Input
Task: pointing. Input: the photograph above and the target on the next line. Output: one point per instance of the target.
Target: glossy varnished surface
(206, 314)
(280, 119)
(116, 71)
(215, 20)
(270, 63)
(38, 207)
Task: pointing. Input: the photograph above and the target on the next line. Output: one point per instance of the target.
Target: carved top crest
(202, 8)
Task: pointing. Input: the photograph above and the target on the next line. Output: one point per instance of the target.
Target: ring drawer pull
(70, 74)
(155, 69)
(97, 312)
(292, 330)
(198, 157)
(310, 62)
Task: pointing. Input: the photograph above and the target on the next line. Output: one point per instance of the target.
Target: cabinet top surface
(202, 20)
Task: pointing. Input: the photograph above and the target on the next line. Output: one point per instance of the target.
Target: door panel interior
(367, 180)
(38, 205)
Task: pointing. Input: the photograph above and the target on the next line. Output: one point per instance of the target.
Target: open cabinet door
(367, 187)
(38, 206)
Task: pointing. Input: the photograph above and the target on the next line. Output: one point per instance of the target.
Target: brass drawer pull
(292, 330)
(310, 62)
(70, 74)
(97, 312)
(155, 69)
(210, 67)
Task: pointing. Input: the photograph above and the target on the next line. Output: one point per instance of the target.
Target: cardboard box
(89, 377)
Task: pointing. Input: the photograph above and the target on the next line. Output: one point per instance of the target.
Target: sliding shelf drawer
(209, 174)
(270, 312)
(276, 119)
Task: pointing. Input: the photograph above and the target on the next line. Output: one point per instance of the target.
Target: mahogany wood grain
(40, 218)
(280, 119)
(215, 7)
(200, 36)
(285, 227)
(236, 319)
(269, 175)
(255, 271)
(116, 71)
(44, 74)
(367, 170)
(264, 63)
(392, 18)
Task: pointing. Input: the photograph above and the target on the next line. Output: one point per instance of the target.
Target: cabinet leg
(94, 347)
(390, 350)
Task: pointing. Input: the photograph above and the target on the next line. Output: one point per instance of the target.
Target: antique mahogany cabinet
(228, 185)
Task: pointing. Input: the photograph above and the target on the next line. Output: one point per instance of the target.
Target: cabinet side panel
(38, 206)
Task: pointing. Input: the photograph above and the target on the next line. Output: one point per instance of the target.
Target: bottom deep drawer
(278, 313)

...

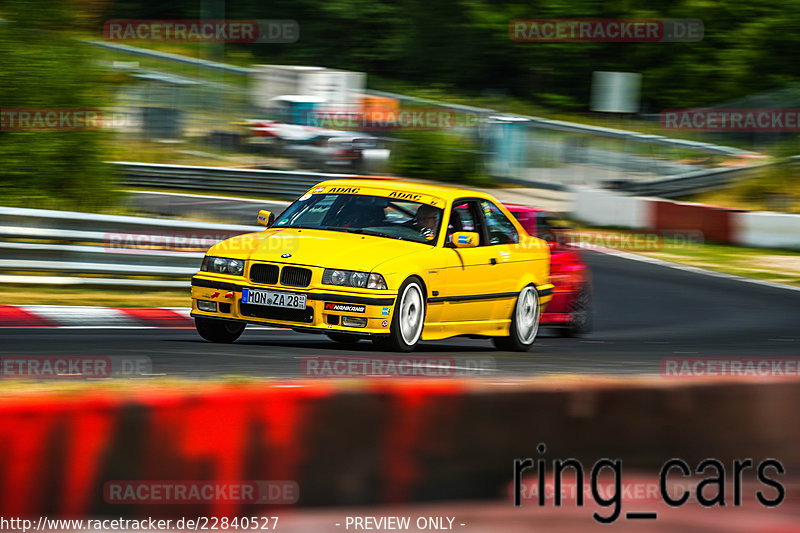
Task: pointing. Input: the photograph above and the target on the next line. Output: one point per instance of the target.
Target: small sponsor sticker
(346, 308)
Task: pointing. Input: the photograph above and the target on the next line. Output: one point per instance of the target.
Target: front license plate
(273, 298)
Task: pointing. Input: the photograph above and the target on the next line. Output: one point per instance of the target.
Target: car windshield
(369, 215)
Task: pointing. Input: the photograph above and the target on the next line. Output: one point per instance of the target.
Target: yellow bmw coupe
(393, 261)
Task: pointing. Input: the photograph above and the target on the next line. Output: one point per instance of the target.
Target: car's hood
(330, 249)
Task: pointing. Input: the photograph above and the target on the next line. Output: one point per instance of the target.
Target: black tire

* * *

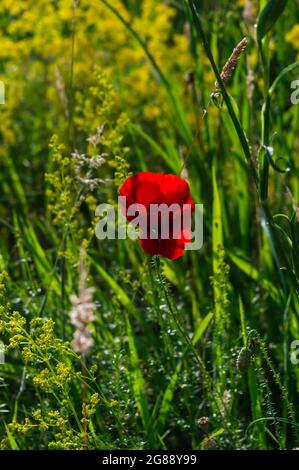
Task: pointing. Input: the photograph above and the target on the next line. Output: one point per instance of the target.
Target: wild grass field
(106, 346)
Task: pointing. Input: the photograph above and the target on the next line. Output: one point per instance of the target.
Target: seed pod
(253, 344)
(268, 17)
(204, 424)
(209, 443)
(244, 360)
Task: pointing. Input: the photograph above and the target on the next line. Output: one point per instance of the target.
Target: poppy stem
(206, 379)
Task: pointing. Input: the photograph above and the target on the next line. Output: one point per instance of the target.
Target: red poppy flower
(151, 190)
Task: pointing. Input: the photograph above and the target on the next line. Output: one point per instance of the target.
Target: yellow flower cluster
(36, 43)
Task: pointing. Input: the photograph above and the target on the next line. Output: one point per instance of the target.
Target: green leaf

Work to be completed
Pick out each line in the entries above that contains the word "mahogany" and copy every one of those lines.

Task response
Target: mahogany wood grain
Target: antique mahogany cabinet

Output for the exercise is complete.